* Task:
Give an exact copy of every entry.

* Dataset entries:

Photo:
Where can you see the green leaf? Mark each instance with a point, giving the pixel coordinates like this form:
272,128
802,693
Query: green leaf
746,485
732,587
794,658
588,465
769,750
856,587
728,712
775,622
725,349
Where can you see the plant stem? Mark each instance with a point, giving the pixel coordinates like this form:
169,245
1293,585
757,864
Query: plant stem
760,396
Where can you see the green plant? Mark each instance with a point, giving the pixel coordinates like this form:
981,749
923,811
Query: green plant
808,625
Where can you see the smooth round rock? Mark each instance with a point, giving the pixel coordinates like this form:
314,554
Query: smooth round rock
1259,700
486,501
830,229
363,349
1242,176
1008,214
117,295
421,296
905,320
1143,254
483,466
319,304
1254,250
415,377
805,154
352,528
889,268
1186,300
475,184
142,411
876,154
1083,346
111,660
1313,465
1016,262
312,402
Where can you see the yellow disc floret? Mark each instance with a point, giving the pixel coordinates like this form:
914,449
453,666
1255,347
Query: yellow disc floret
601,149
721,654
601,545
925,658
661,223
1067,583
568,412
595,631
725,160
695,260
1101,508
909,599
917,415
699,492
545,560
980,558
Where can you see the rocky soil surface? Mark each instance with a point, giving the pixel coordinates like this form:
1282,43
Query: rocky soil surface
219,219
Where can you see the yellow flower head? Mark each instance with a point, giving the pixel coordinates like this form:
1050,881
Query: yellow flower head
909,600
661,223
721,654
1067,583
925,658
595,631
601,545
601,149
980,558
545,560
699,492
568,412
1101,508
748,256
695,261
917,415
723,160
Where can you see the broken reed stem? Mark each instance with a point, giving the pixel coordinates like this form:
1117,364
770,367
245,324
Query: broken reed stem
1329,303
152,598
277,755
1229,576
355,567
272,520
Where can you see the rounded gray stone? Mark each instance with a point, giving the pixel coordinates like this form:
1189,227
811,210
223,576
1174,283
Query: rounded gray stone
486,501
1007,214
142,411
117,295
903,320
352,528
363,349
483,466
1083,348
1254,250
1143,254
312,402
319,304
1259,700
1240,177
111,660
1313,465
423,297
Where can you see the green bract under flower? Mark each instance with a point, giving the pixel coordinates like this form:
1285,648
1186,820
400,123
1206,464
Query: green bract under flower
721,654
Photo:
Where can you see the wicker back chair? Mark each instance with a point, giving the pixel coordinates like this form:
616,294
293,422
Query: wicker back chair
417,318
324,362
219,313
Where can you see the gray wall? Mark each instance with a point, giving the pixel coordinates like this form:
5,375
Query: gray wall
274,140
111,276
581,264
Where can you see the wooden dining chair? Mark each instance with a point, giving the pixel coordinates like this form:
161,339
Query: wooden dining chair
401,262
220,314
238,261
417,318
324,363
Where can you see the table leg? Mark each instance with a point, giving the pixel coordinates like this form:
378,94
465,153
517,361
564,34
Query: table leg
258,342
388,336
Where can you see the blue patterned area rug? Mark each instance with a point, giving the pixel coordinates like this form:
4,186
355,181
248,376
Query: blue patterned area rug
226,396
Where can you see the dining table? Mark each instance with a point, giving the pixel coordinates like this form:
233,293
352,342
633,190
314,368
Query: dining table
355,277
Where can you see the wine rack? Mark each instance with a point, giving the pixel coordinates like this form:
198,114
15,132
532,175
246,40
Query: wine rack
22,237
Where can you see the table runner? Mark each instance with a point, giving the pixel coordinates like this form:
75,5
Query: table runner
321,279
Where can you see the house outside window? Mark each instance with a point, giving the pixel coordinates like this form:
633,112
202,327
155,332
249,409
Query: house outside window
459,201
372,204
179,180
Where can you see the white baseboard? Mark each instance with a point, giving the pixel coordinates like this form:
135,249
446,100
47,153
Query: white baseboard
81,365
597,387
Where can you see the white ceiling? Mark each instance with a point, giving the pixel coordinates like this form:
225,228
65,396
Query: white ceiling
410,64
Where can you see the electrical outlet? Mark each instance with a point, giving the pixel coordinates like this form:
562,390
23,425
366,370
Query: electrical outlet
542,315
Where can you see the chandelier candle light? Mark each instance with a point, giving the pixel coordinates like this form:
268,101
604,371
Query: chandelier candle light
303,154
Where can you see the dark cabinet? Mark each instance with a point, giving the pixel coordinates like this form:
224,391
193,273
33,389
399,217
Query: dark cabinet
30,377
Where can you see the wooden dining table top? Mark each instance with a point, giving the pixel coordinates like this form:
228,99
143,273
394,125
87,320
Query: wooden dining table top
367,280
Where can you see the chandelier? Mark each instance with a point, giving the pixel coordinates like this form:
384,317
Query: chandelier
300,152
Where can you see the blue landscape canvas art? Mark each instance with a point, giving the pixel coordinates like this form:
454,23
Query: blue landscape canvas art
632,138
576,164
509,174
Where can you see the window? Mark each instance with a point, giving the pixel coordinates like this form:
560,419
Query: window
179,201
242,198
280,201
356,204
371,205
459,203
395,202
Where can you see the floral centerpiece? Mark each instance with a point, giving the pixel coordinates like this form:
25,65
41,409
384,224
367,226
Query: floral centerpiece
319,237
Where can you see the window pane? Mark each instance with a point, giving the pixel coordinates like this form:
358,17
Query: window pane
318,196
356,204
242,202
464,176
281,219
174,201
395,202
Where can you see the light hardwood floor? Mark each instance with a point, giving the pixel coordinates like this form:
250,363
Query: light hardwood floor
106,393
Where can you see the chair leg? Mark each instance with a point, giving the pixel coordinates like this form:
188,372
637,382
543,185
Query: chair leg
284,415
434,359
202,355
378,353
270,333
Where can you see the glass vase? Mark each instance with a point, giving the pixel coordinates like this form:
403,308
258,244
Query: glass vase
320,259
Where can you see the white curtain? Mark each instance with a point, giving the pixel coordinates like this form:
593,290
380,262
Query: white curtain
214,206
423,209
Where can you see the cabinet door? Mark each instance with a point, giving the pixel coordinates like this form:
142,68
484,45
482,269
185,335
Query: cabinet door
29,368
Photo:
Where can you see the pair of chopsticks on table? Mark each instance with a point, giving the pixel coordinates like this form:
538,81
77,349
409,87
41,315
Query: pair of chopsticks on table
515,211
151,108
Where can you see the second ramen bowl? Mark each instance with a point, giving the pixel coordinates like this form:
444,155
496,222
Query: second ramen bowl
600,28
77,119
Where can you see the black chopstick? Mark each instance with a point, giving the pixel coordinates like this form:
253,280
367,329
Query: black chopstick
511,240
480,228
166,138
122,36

* Written response:
Photo:
Where can you see the green leaf? Mark each instance with a point, giving the pixel coordinates like this form:
272,128
802,693
Query: green leaf
746,485
732,587
794,658
588,465
769,750
856,587
728,712
775,622
725,349
Where can you see the plant stem? Mark each instance with a point, giving the pixel coordinates like this form:
169,245
1293,585
757,864
Query: plant stem
760,396
Where can you see the green plant? Mark each instance with a point, giving the pixel coordinates like this form:
981,749
923,811
Query: green plant
808,625
Where can you see the smooth round rock? Mark each instance with a point, giving the pixel coordinates like this form:
314,554
Query: smooth round rock
1259,700
486,501
830,229
363,349
1242,176
1008,214
117,295
421,296
905,320
1143,254
483,466
319,304
1254,250
415,377
805,154
352,528
889,268
1186,300
475,184
142,411
876,154
1083,346
111,660
1313,465
1016,262
312,402
Where can you see the yellow disc floret? Mark each instance with a point, giving the pixel coordinates like this form:
914,449
453,666
1255,347
Query: yellow disc floret
601,149
721,654
601,545
925,658
661,223
1067,583
568,412
595,631
725,160
695,260
1101,508
909,599
917,415
699,492
545,560
980,558
Where can you see the rocky soil surface? Mark each instance with a point, giving the pixel coordinates like this form:
1282,43
Query: rocky soil surface
219,219
Where can you see the yellow flower head? Mark each instance with a point, giving the pixel coordinates like this form:
1050,881
Query: yellow flower head
909,600
661,223
721,654
1067,583
925,658
595,631
601,545
601,149
980,558
545,560
699,492
568,412
1101,508
748,256
695,261
917,415
723,160
Where can you see the broken reed stem? Mark each instance with a point, giving the pixel coordinates like this form:
1117,364
770,367
245,324
Query: broken reed stem
1329,303
152,598
277,755
1229,576
355,567
272,520
Where can you see the rounded gray stone? Mark each instance with a point, giving the pixel coordinates like this form:
1189,227
811,210
223,576
1174,283
Query: rounded gray stone
486,501
1007,214
142,411
117,295
903,320
352,528
363,349
483,466
1083,348
1254,250
1143,254
312,402
319,304
1259,700
1240,177
111,660
1313,465
423,297
Where can you see the green bract under flower? Mark each instance with a point, giving the pixel coordinates like this form:
1285,648
1186,820
400,123
1206,464
Query: green bract under flower
721,654
Photo:
Where can you see the wicker back chair? Mark each instance with a point, giving the pixel coordinates like this form:
616,294
293,422
Query: wicker back chair
417,318
324,362
219,313
Where can you see the gray wall? Mark each instance with a point, giving the pixel coordinates like this form:
5,375
Query: gray wall
274,140
111,276
581,264
Where can you see the wooden dining chair? Mark each instance with a point, giving the pixel coordinates like this form:
161,339
Query: wooden dining chair
401,262
220,314
238,261
417,318
324,363
Where can you see the table leg? Mark each instance with a point, giving the pixel coordinates like this form:
378,94
465,153
517,361
564,34
Query: table leg
258,342
388,336
Where can you see the blue patterned area rug? Mark each instance with a point, giving the pixel coordinates like this form:
4,186
355,181
248,376
Query: blue patterned area rug
226,396
Where can you see the dining table? Mark each instance with a point, giving the pixel coordinates like this form:
233,293
352,342
633,190
314,368
Query: dining table
355,277
Where can you see the wine rack? Mark each instance with a point, giving the pixel coordinates like this form:
198,114
15,132
532,175
246,40
Query: wine rack
22,237
Where can you see the table runner? Mark each instance with a point, giving the pixel coordinates like this form:
75,5
Query: table runner
321,279
Where can you see the house outside window? Mark each instance with a point, giving the pixel coordinates like this form:
633,112
202,327
155,332
249,409
Query: house outside window
459,201
372,204
179,180
Where can you see the white baseboard? Mark each instance with a point, giving the pixel coordinates like this form:
135,249
446,100
47,153
Query: white baseboard
81,365
597,387
Where can you see the white ceiling? Mark each instance with a point, giving the pixel coordinates like this form:
225,228
65,396
Query: white ceiling
410,64
Where can you see the electrical outlet? Mark each instance with a point, giving the pixel coordinates like this form:
562,390
23,425
366,370
Query: electrical outlet
542,315
Where can you see the chandelier candle light? Mark each instance with a point, giving the pixel coordinates like this form:
268,101
604,371
Query: chandelier candle light
303,154
Where can you see the dark cabinet? Mark each instance with a point, giving the pixel coordinates like this form:
224,391
193,273
33,389
399,217
Query: dark cabinet
30,377
Where can you see the wooden dining table top? Mark each instance with a point, giving the pixel coordinates like this form:
228,99
143,273
394,125
87,320
Query: wooden dining table top
367,280
Where can you see the chandelier? Mark each instance with a point, giving the pixel coordinates like this form:
384,317
Query: chandelier
300,152
Where can you see the blue landscape canvas art? Mark each instance with a point, giving the pixel coordinates like this form:
454,23
Query: blue landscape canvas art
632,138
576,164
509,174
Where can you see the window? Mark each instance with a point, giving the pixel coordinates like this form:
560,419
Query: window
179,201
242,198
280,201
356,204
371,205
459,203
395,202
Where can you see the floral centerpiece? Mark each instance with a point, giving the pixel coordinates like this form:
25,65
41,409
384,224
367,226
Query: floral centerpiece
319,237
Where can you see the window pane? Mark each instance with a point, giving the pixel coordinates like this form:
358,17
Query: window pane
318,196
356,204
242,202
464,176
281,219
174,201
395,202
Where can you see the light hardwood floor? Mark each instance with a point, giving the pixel coordinates like this form:
250,363
Query: light hardwood floor
106,393
Where can you see the chair leg? Mark each instance with a point, giving the pixel coordinates like this form:
188,372
637,382
543,185
Query: chair leg
284,415
434,359
202,355
378,353
270,333
Where can you see the glass vase? Mark each instance with a point, giving the pixel coordinates like this form:
403,308
258,244
Query: glass vase
320,259
Where can you see the white curtain? Mark each instance with a point, giving the pixel coordinates like this form:
593,290
380,262
Query: white curtain
214,206
423,209
Where can you see the cabinet door? Mark each instance with a point, giving the pixel coordinates like this form:
142,68
484,45
482,269
185,335
Query: cabinet door
29,368
Photo:
Where can you see the pair of chopsticks on table? Mark each instance with a point, giving the pixel coordinates like this form:
538,81
77,349
409,87
41,315
Query: pair of chopsticks on table
515,211
151,108
Where can you see the second ramen bowl? Mark each instance with a point, giving the pixel coordinates like this form:
444,155
496,222
Query: second ramen bowl
600,28
77,119
Where can you see the black chopstick? Mark each instance with a point, giving the pixel coordinates like this form:
253,280
367,329
Query: black chopstick
511,240
480,228
166,138
122,36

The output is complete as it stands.